[Dataset entries]
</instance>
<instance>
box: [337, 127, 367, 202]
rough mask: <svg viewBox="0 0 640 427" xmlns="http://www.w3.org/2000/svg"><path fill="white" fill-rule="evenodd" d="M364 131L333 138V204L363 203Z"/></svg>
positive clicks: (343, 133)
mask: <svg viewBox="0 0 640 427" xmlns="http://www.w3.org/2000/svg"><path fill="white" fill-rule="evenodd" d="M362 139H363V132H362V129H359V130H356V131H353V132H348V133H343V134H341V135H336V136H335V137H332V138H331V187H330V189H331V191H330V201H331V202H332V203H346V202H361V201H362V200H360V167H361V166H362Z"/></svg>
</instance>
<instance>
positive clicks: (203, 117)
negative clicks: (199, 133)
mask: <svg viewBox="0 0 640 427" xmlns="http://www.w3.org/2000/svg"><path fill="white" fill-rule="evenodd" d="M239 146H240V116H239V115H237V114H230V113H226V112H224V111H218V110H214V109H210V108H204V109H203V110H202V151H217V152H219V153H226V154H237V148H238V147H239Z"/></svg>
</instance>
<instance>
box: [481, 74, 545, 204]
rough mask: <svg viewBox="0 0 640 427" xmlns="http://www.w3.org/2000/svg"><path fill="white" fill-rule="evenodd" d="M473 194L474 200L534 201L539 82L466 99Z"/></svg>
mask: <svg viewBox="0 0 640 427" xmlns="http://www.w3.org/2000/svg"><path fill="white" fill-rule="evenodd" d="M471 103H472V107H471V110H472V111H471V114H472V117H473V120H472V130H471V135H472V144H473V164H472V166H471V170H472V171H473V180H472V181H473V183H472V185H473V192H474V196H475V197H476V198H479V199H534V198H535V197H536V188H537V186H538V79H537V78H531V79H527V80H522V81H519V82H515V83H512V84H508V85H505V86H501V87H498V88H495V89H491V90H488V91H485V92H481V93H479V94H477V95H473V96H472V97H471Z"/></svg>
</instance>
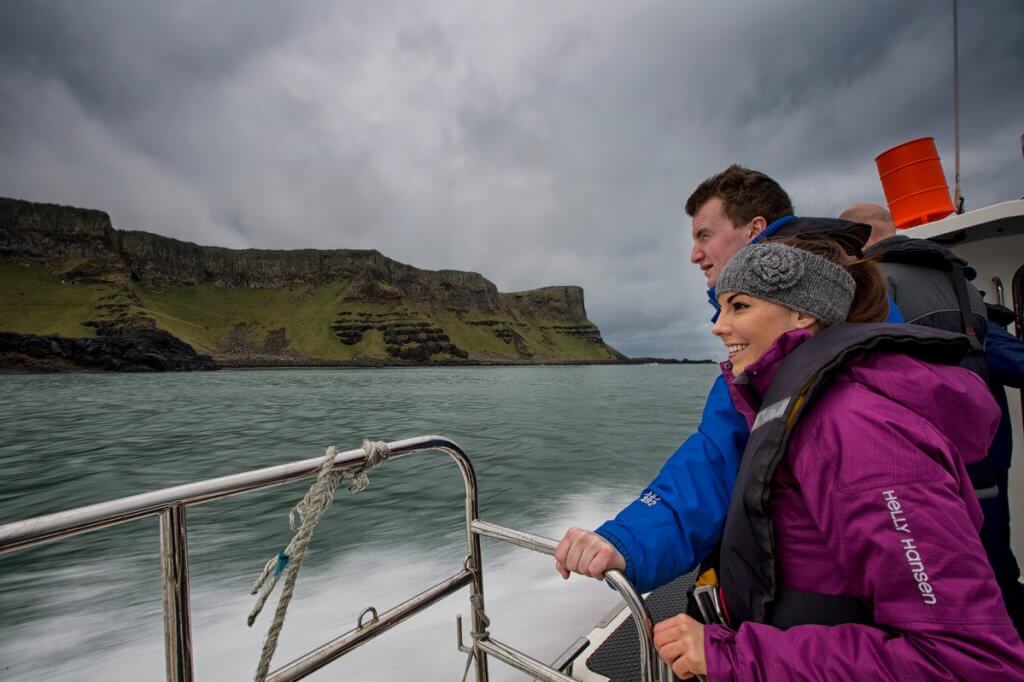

■ Assignment
Repeat all of the lines above word for word, but leave the picture out of your answer.

■ Answer for the task
</instance>
<instance>
box: [337, 127, 367, 202]
rough mask: <svg viewBox="0 0 640 427" xmlns="http://www.w3.org/2000/svg"><path fill="white" fill-rule="evenodd" d="M364 131L333 138V204L363 203Z"/></svg>
positive clicks: (343, 133)
mask: <svg viewBox="0 0 640 427" xmlns="http://www.w3.org/2000/svg"><path fill="white" fill-rule="evenodd" d="M362 139H363V132H362V129H359V130H356V131H353V132H348V133H343V134H341V135H336V136H335V137H332V138H331V187H330V189H331V191H330V201H331V202H332V203H346V202H361V201H362V200H360V167H361V166H362Z"/></svg>
</instance>
<instance>
positive clicks: (203, 117)
negative clicks: (199, 133)
mask: <svg viewBox="0 0 640 427" xmlns="http://www.w3.org/2000/svg"><path fill="white" fill-rule="evenodd" d="M239 146H240V116H239V115H237V114H230V113H226V112H224V111H218V110H214V109H210V108H204V109H203V110H202V151H217V152H219V153H226V154H237V148H238V147H239Z"/></svg>
</instance>
<instance>
box: [481, 74, 545, 204]
rough mask: <svg viewBox="0 0 640 427" xmlns="http://www.w3.org/2000/svg"><path fill="white" fill-rule="evenodd" d="M473 194L474 200L534 201L539 82L466 99Z"/></svg>
mask: <svg viewBox="0 0 640 427" xmlns="http://www.w3.org/2000/svg"><path fill="white" fill-rule="evenodd" d="M471 103H472V107H471V110H472V111H471V114H472V117H473V120H472V130H471V135H472V144H473V164H472V166H471V170H472V171H473V180H472V181H473V183H472V185H473V192H474V196H475V197H476V198H479V199H534V198H535V197H536V188H537V186H538V79H537V78H531V79H527V80H522V81H519V82H515V83H512V84H508V85H505V86H501V87H498V88H495V89H491V90H488V91H485V92H481V93H479V94H477V95H473V96H472V97H471Z"/></svg>
</instance>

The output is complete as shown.